=== YOUR OBJECTIVE ===
Reproduce all of the data exactly.

Saved entries:
+++++
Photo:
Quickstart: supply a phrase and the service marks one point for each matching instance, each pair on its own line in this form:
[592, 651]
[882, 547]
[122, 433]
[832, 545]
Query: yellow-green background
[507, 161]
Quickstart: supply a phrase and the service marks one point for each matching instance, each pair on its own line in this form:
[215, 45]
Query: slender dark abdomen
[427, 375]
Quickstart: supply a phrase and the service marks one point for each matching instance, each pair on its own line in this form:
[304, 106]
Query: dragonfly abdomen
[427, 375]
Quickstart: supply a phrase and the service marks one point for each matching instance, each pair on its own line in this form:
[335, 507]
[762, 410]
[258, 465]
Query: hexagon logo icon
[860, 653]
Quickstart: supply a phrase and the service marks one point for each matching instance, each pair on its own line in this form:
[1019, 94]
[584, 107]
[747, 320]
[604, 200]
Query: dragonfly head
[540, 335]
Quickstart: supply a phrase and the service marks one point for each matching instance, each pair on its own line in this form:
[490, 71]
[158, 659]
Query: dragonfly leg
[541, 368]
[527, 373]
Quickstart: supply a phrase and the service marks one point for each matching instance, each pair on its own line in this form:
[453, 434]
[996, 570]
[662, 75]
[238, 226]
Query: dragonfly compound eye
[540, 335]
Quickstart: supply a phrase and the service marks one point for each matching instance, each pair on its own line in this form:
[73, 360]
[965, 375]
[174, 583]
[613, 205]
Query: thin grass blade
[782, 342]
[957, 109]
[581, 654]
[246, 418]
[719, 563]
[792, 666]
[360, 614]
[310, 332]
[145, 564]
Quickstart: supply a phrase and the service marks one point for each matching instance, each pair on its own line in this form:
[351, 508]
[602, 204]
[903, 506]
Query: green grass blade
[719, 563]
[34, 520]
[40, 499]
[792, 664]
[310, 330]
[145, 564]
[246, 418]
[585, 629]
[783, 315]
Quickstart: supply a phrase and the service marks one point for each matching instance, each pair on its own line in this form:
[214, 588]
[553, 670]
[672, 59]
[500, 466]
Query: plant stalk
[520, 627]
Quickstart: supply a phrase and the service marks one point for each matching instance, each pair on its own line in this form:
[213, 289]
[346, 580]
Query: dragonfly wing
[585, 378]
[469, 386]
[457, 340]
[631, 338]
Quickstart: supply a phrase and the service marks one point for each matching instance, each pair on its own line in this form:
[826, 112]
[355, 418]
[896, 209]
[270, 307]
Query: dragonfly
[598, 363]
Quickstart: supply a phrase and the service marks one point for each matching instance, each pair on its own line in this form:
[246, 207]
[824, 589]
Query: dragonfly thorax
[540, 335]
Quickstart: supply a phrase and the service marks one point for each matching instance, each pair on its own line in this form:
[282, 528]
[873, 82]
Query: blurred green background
+++++
=== WRITTEN SOLUTION ===
Photo:
Quickstart: supply a phrase and the service marks one point for each matching instance, each pair on its own line in this form:
[592, 651]
[882, 547]
[122, 433]
[832, 545]
Query: yellow-green background
[507, 161]
Quickstart: supply a phrase and the service marks one point for each matching instance, each pair on its own line in this form:
[215, 45]
Query: slender dark abdomen
[427, 375]
Quickstart: supply a phrase and the service marks one point for each matching instance, each pair on its own line in this form:
[304, 106]
Query: dragonfly abdomen
[427, 375]
Quickstart: supply a phrase and the service marks one point for each matching instance, each pair on its own line in this form:
[335, 507]
[762, 410]
[258, 465]
Query: hexagon logo icon
[860, 653]
Quickstart: supply a phrase and the service marks one point for each matching instance, each pair on its own line in this form:
[1019, 94]
[584, 107]
[747, 320]
[604, 200]
Query: dragonfly head
[540, 335]
Quickstart: supply a phrase and the service marks one point for each matching instance, each pair on its own line in this form:
[490, 71]
[158, 659]
Query: dragonfly leg
[541, 368]
[527, 373]
Quickstart: supply a phrase and the service marks one point for each matching instance, each pair on its own line in this form:
[453, 434]
[996, 570]
[662, 75]
[238, 226]
Query: dragonfly compound eye
[540, 335]
Quickstart: supply a phrase and the service marks one point for each matching instance, each pair on its own line in this form:
[73, 360]
[965, 375]
[174, 583]
[613, 205]
Query: thin grass blade
[782, 342]
[957, 109]
[581, 654]
[246, 418]
[719, 563]
[792, 666]
[360, 614]
[310, 332]
[145, 564]
Quickstart: supply a phrase and the service marks one point for each matching instance, each pair on its own line in this form:
[351, 508]
[602, 204]
[903, 506]
Query: green grass blade
[719, 563]
[34, 520]
[40, 499]
[792, 664]
[310, 330]
[145, 564]
[246, 418]
[585, 629]
[783, 315]
Quickstart: supply a phrase and the service marks one point for each matching instance, each pair on its own line in this form:
[214, 588]
[553, 670]
[672, 59]
[500, 466]
Query: plant stalk
[520, 627]
Quickstart: supply a phrase and the service marks one point for each matching instance, each pair on its own line in this form:
[213, 289]
[346, 580]
Query: dragonfly wing
[585, 378]
[469, 386]
[457, 340]
[631, 338]
Quickstart: supply a phrase and the service marks one point for each matching instance, each pair on its own line in this form:
[826, 112]
[355, 418]
[896, 209]
[270, 307]
Query: dragonfly
[598, 363]
Quickstart: supply a phrase and the service marks one point for each matching instance, each pair on its own line in this form:
[246, 207]
[824, 589]
Query: dragonfly thorax
[540, 335]
Quickstart: supply a phrase and the service marks one point for each matching instance, each pair on its own line in this form:
[282, 528]
[873, 82]
Query: blurred green background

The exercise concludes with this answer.